What to do:
Switch "thickest part" to "widest part" in every one of the records below, and reproduce them with everything else unchanged.

>> Begin

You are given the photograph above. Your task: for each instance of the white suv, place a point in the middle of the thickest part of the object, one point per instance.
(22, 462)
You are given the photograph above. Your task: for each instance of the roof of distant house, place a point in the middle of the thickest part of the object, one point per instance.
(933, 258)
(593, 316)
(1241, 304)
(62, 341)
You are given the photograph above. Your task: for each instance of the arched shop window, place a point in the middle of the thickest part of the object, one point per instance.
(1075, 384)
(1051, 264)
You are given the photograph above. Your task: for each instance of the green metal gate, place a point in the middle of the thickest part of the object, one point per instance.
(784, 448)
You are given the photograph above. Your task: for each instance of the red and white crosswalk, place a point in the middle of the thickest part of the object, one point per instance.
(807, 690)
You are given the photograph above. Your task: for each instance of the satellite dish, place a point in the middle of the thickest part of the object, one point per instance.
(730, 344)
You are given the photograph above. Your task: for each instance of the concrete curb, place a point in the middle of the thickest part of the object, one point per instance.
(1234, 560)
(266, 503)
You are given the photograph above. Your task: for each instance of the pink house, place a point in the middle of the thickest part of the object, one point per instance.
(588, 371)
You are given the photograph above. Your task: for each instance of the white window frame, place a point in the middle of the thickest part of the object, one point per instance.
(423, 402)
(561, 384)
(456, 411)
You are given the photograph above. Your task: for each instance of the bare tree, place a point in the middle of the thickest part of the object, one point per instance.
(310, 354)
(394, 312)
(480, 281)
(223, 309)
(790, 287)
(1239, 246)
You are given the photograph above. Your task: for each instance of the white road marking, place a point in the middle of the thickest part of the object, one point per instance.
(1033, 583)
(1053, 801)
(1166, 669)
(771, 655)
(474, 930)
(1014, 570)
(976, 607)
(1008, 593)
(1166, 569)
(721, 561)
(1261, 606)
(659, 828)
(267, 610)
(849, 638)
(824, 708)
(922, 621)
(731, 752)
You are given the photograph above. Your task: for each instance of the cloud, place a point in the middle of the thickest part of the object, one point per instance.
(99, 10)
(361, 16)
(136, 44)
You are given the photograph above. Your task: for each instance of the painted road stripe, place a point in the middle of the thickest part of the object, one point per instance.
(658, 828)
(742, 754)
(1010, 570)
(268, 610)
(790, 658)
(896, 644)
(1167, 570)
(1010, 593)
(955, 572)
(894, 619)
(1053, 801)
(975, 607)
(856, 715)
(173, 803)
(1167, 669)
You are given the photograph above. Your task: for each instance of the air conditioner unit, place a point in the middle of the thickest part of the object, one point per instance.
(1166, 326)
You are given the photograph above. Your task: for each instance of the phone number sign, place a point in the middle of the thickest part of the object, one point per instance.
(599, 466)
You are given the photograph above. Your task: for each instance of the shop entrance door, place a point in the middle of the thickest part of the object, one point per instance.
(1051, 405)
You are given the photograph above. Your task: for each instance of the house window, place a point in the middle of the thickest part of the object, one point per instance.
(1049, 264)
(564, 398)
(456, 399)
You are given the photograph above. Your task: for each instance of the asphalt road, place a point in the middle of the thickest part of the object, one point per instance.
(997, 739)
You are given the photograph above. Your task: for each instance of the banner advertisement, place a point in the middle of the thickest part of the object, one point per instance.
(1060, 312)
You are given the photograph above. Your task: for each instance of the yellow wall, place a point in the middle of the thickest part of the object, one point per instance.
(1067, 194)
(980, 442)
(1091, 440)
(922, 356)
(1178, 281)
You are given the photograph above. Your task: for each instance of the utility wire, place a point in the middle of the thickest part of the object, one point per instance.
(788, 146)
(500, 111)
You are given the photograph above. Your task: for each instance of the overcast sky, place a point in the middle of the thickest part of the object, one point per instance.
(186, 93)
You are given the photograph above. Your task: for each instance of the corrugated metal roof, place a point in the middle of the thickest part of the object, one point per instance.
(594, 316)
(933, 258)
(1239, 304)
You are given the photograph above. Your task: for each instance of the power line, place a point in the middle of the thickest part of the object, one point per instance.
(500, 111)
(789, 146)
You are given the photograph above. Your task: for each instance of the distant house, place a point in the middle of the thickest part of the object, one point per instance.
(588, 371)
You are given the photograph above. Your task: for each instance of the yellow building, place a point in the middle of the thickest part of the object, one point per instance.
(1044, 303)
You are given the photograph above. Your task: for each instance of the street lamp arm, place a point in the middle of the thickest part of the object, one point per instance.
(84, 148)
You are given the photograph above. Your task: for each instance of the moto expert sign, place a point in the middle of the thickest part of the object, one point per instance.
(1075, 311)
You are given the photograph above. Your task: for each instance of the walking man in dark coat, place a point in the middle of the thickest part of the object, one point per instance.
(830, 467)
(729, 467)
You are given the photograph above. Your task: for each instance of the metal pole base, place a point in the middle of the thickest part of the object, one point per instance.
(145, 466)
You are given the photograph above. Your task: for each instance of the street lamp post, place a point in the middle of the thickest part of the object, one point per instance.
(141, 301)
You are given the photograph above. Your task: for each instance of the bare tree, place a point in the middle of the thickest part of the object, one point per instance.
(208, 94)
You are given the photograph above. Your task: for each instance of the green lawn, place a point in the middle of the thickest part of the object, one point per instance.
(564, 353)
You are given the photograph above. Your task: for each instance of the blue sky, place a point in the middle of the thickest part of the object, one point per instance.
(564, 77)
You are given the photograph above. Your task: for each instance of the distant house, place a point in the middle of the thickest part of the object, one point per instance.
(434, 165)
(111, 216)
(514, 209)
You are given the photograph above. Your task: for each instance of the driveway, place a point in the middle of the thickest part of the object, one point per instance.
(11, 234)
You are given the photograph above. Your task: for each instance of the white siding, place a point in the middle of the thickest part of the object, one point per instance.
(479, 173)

>> End

Finished exercise:
You are given the photograph above. Your task: for each instance of the white suv, place a point in the middle of the widest part of the object, one point per instance.
(22, 462)
You are given the photograph above. Your task: for each instance of the roof of distant house, place a point in the middle of the widest part of the object, one point per instance.
(933, 258)
(593, 316)
(1241, 304)
(62, 341)
You are given the photograph above. Your task: for each instance of the arched shop window, place a point in the middle of the widest part of the object, one point per instance.
(1075, 384)
(1051, 264)
You are given the photograph above. Your task: for each instance of the green metal gate, place a point in the middle of the widest part of the object, one point per instance.
(784, 448)
You are given the photograph above. Your task: for each instance of the red and white crosswalk, place a point in the middle of the widest part of the object, one point per instance.
(807, 690)
You are given the photograph above. Your task: for each instance of the satellite dish, place a point in the middle of the widest part of the object, one point per instance.
(730, 344)
You are given the photograph above. Your task: for each instance of the concrete curb, place a point in the middle of the widest part of the object, one point per instance.
(1234, 560)
(266, 503)
You are given the photograph above. Your task: for each instance of the pink house, place a point in the middle of the widest part of the object, one point per instance.
(588, 371)
You are given the photograph above. Your task: for each instance of the white window frame, place a point in the middle of the widest part of the object, one point per instance.
(423, 402)
(561, 384)
(456, 411)
You are given the photograph above. Your task: for each instance of the bare tree, place a point in the middle of the widest part of the object, one point per instance.
(310, 354)
(394, 312)
(480, 281)
(223, 309)
(790, 287)
(1239, 246)
You are given the photograph above. Your task: for each instance of the white road marking, place a point in the middle of the widest part of the object, one point per instance.
(1033, 583)
(1053, 801)
(1166, 669)
(771, 655)
(474, 930)
(1014, 570)
(976, 607)
(1008, 593)
(1166, 569)
(721, 561)
(1261, 606)
(659, 828)
(267, 610)
(849, 638)
(824, 708)
(922, 621)
(731, 752)
You are given the photograph above. Your task: for each instance of the cloud, place a point in the middle of the widest part of the object, one point per instance.
(99, 10)
(361, 16)
(136, 44)
You are given the photograph above. Your task: for each instance of the painted road stripe, place a point in the middle of the widest part of the object, one point per instance.
(658, 828)
(742, 754)
(1010, 570)
(268, 610)
(790, 658)
(896, 644)
(1167, 570)
(1010, 593)
(955, 572)
(894, 619)
(1053, 801)
(975, 607)
(856, 715)
(173, 803)
(1167, 669)
You are given the photograph above. Your task: for each instance of the air conditioner unit, place a point in the middle of the widest part of the object, one point per instance.
(1166, 326)
You are given the photograph above. Your task: for each instance of the phone number sign, place a point in the middle of the widest part of the object, one point per instance.
(599, 466)
You are given the photograph above. Your task: for each instance of the shop entrance door, place a point in the middle of the widest part of the object, one point per instance.
(1051, 405)
You are given the photograph above. Your task: for each instance of the house window, place a point in the middle of the widest part of the object, one point per instance.
(1049, 264)
(564, 398)
(456, 399)
You are given the photograph above. Your task: for each instance of the asphalt road, place a point in the middle of the widest part of the object, one point per instance.
(997, 739)
You are given the photograph above. Your task: for each instance of the banner advertisement, place a point in the middle of the widest part of the object, one point per instance.
(1060, 312)
You are given the photograph above. Your task: for each instance of the yellow wall, place a point in the middle of the widest part of the object, one point per instance.
(1067, 194)
(980, 442)
(1091, 440)
(922, 356)
(1178, 281)
You are given the photograph above. Your task: for each instance of the utility wire, place a point in the middle of the widest part of the object, one point per instance.
(788, 146)
(500, 111)
You are given the photograph above. Your task: for each instance of the overcast sky, place a point in the middle of the widest part of the object, one point per instance.
(186, 93)
You are given the photograph above. Your task: for each instance of the corrugated metal roof, place a point in the middle of the widest part of the object, one point per instance.
(594, 316)
(933, 258)
(1239, 304)
You are given the photograph above. Your task: for each instance of the power line, place a point in the middle of the widest part of the object, one point per instance.
(500, 111)
(789, 146)
You are given the photograph above. Your task: for each instance of the distant house, place a point in the middle of the widest part of the object, one point per instance.
(588, 371)
You are given the photograph above. Your task: for each instance of the yellow building, place a point in the middle of the widest part of the object, one point per instance.
(1044, 303)
You are given the photograph above. Your task: for each instance of the street lamp arm, place a point in the middle of the widest part of the object, one point per instance.
(84, 148)
You are given the photograph above. Your task: for each instance of the moto expert sign, place a point in the middle of the widest part of the object, one point per instance.
(1075, 311)
You are given the photograph above. Your task: for each instance of the walking man in dark coat, place a point in the middle of the widest part of the object, one point per instance.
(830, 467)
(729, 467)
You are given the photograph above. Your task: for each instance of the metal pole base, place a point in the middle of the widest part of the object, one point per instance.
(145, 466)
You are given the photograph above. Your task: for each instance of the street lamp post, place a point in the middle of the widest part of the object, one point per instance.
(141, 301)
You are given the photograph above. Your task: for each instance of the bare tree, place a point in the middle of the widest part of the object, one point per instance.
(208, 94)
You are given the photograph above. Your task: for each instance of the green lawn, place a point in the middle of the widest part of the object, one point per instance.
(564, 353)
You are given the photograph above. Your task: for each instance of the blue sky, place a point in the middle of the widest part of the object, one point per instance.
(564, 77)
You are given the photograph above. Your task: for each instance of the distant house, place a point in the middle of the widest part of the object, one point per instance.
(434, 165)
(111, 216)
(514, 209)
You are given the photograph above. Your task: for each instance of the driveway, place a point in the middle of the widest part of the object, one point per instance.
(11, 234)
You are given the photograph above. Your task: for each instance of the white siding, place a point in the middle of the widest part of the object, one point per instance.
(479, 173)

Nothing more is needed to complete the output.